• PROBLEM TO WORK ON:
Word for word, transcribe the records that follow.

• RECORDS:
· · ·

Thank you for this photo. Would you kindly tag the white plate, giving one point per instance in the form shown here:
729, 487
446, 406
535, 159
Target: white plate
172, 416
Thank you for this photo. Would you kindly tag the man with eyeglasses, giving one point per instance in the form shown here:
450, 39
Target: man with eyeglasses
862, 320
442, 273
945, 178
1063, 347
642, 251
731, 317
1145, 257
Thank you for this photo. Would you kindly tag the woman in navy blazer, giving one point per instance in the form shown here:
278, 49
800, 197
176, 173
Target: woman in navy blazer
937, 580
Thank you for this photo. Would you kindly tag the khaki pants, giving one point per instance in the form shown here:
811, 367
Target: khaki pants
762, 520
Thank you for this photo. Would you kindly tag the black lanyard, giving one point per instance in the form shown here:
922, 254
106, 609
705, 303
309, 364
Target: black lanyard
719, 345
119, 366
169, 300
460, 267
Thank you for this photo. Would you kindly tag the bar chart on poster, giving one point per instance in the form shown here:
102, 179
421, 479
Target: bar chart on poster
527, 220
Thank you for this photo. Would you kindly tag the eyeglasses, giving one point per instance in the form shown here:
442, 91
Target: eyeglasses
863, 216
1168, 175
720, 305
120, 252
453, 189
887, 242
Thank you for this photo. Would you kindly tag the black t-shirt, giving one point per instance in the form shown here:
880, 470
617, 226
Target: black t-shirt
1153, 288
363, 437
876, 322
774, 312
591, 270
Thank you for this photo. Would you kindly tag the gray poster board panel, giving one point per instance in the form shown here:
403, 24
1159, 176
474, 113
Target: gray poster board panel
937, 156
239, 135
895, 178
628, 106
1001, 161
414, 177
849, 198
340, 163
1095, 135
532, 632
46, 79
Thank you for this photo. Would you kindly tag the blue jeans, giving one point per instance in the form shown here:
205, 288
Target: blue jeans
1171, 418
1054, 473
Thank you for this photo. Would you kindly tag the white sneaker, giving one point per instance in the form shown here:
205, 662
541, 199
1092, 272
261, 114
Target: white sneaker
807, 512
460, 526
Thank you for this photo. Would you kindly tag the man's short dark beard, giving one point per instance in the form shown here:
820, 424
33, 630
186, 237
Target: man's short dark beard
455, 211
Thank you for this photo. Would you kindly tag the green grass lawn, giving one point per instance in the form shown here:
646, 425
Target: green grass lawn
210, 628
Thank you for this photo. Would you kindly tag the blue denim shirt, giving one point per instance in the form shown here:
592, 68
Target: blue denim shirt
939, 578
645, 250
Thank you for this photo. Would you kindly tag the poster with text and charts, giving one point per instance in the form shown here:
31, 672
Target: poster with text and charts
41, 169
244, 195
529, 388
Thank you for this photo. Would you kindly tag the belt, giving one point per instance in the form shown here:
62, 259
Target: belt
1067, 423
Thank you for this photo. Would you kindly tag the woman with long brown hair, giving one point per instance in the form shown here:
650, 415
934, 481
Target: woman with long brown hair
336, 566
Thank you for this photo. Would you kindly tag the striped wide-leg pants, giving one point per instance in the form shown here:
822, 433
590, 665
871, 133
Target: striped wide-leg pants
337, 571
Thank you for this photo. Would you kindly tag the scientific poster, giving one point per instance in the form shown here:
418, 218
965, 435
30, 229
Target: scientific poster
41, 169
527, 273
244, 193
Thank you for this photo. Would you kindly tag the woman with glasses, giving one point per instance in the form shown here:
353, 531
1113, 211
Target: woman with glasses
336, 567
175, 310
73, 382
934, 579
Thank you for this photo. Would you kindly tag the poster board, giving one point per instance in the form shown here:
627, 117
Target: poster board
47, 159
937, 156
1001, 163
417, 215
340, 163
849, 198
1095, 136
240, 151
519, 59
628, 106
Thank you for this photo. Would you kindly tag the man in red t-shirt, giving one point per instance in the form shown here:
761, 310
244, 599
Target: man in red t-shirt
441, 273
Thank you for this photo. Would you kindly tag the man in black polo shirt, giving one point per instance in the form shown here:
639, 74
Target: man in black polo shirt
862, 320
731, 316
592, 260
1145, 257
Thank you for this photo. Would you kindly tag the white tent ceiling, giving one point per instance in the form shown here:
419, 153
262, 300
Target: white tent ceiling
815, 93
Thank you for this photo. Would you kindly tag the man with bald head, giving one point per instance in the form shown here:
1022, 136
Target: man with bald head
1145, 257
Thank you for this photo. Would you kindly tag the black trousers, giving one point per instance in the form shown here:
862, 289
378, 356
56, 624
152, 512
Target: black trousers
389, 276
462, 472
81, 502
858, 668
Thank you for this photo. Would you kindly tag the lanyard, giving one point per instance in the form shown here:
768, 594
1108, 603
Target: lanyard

· · ·

• FINISHED EXERCISE:
Thank you for this photo. Would you kindly tag the white plate, giving one point per instance in the form shown here:
729, 487
446, 406
535, 159
Target: white plate
172, 416
Thank you for this photo. Would you kindly tag the man with eyeglasses, giving one point per instance in the form shown here:
450, 39
Target: man with eyeglasses
862, 320
442, 273
945, 178
1063, 347
642, 251
731, 317
1145, 257
Thank you for this photo. Would you kindly tag the woman in navy blazer, giving one point per instance in the form shown here:
278, 49
800, 197
176, 173
Target: woman in navy blazer
937, 580
Thank you for this photo. Would you kindly tag the khaki pants, giving one point per instance in the form shown here:
811, 367
Target: khaki pants
762, 520
Thank you for this photo. Would you kindly tag the black lanyard, giving one point per instance in the form shown here:
922, 254
106, 609
705, 303
309, 364
Target: black lanyard
719, 345
119, 366
169, 300
460, 267
Thank you for this photo. Would you kindly tag the bar chart on poster, giving one point per instance in the form shown here:
102, 179
421, 479
Target: bar chart on poster
527, 220
Thank you for this photo. Would you kindly tag the eyeglasses, giving one point per instance in the form shown here:
442, 91
Target: eyeglasses
863, 216
1168, 175
720, 305
120, 252
453, 189
887, 242
Thank you for this photo. Would you kindly tag the black t-shirt, giving one point per instance in the form shown here:
880, 470
617, 226
Target: black t-shirt
1153, 288
363, 437
876, 322
774, 312
591, 270
Thank you for this photo. Would you kindly tag the gray poster board panel, giving one point per instance in the form shown here:
403, 24
1159, 176
474, 113
Target: gray poster board panel
937, 156
239, 135
895, 178
628, 106
1001, 161
414, 177
849, 198
340, 163
1095, 135
532, 632
46, 79
Thank you for this photo. Would you kindly tag the blue jeans, giving one point per instance in the form shown here:
205, 288
Target: blue jeans
1171, 418
1054, 473
Thank you for this photo. Would you kindly tag the white sneaker, giving one point per instance in the form shown here:
205, 662
541, 199
1092, 272
261, 114
Target: white sneaker
807, 512
460, 526
Thank you for this photo. Would you kindly tag the man's short dark beard, giving one point per instance in the form shown here:
820, 424
33, 630
186, 237
Target: man's short dark beard
455, 211
Thank you for this photo. Would you kindly tag the green grass lawn, giving one point per instance in the form shown here:
646, 425
Target: green grass lawn
210, 628
Thank you for this photo. Would you kindly tag the blue denim shirt, giving one point per instance in the form shown here:
592, 68
Target: blue denim shirt
939, 578
645, 250
Thank you for this photo. Would you kindly tag the poster with text and charts, giving one point per instance in the form shown here:
31, 672
Target: poster with text and charts
41, 169
244, 195
529, 388
Thank you for this photo. Would you kindly tag the belt, giving one point per instance in the form shown here:
62, 259
Target: belt
1067, 423
Thank you for this photo. Would you kindly tag the woman with long brown hair, giving one point per instance in the form shown here:
650, 415
934, 481
Target: woman with long brown hair
336, 566
Thank you for this photo. Would you kindly tag the striped wide-leg pants, giving one point per instance in the form shown here:
822, 433
590, 665
871, 133
Target: striped wide-leg pants
337, 571
Thank you for this photo. Would you kindly tag the scientific poster, giving one point per instance in the form shown here:
418, 218
965, 435
30, 229
Target: scientific poster
41, 169
527, 273
244, 193
Thank you for this photo. Would you kindly tag the woman with glasses, giving one point per instance in the form shown here:
353, 531
1113, 211
Target: woman with glasses
336, 567
175, 310
73, 382
934, 579
Thank you for this photo. Would you kindly tag the poster board, giving one point per instance in the form shown here:
627, 117
Target: poster board
47, 159
937, 156
1001, 163
417, 215
340, 163
849, 198
1095, 136
240, 151
519, 59
628, 106
Thank you for this photo. Would you kindly tag the man in red t-shirt, giving one point per instance in the form shown here:
761, 310
244, 599
Target: man in red t-shirt
441, 273
Thank you for this photo. Would you kindly tag the man in black polo shirt, giving one point per instance in the form shown here:
639, 74
Target: man in black polo shirt
862, 320
731, 316
592, 260
1145, 257
Thank you for this photo. Would you kindly tag the white tent ceiling, giving one point per instance in the form shown here:
419, 153
262, 300
Target: white tent ceiling
815, 93
Thank you for this photo. Would you kindly tag the man with bald head, giving one point per instance in the form shown here:
1022, 136
Target: man with bald head
1145, 257
Thank you for this photo. Would you kindly tag the black trousers, giving one point per instance in the form shown here:
862, 289
378, 356
56, 624
152, 512
Target: black trousers
389, 276
462, 472
81, 502
858, 668
Thank you for this photo. Would you kindly tag the lanyard, giving one point per instance in the form shown here:
768, 594
1108, 603
Target: lanyard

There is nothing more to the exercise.